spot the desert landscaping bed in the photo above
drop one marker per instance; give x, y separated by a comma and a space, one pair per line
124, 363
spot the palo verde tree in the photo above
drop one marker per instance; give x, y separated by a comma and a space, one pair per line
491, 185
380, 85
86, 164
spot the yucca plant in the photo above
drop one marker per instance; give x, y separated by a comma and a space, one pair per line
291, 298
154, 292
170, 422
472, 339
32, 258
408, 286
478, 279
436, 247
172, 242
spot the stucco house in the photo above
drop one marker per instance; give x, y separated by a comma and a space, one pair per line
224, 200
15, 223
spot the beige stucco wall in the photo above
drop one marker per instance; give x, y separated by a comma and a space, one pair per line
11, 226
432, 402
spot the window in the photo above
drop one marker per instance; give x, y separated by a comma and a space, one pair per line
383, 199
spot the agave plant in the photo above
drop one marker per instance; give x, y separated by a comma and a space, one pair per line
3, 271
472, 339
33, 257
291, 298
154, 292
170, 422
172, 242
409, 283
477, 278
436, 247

────

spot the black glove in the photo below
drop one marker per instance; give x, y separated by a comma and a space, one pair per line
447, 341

────

§ **Set exercise**
Determine how many lines of the material above contain the string "plant", matching case exactly, and reply with that number alone.

§ **Solution for this exercise**
2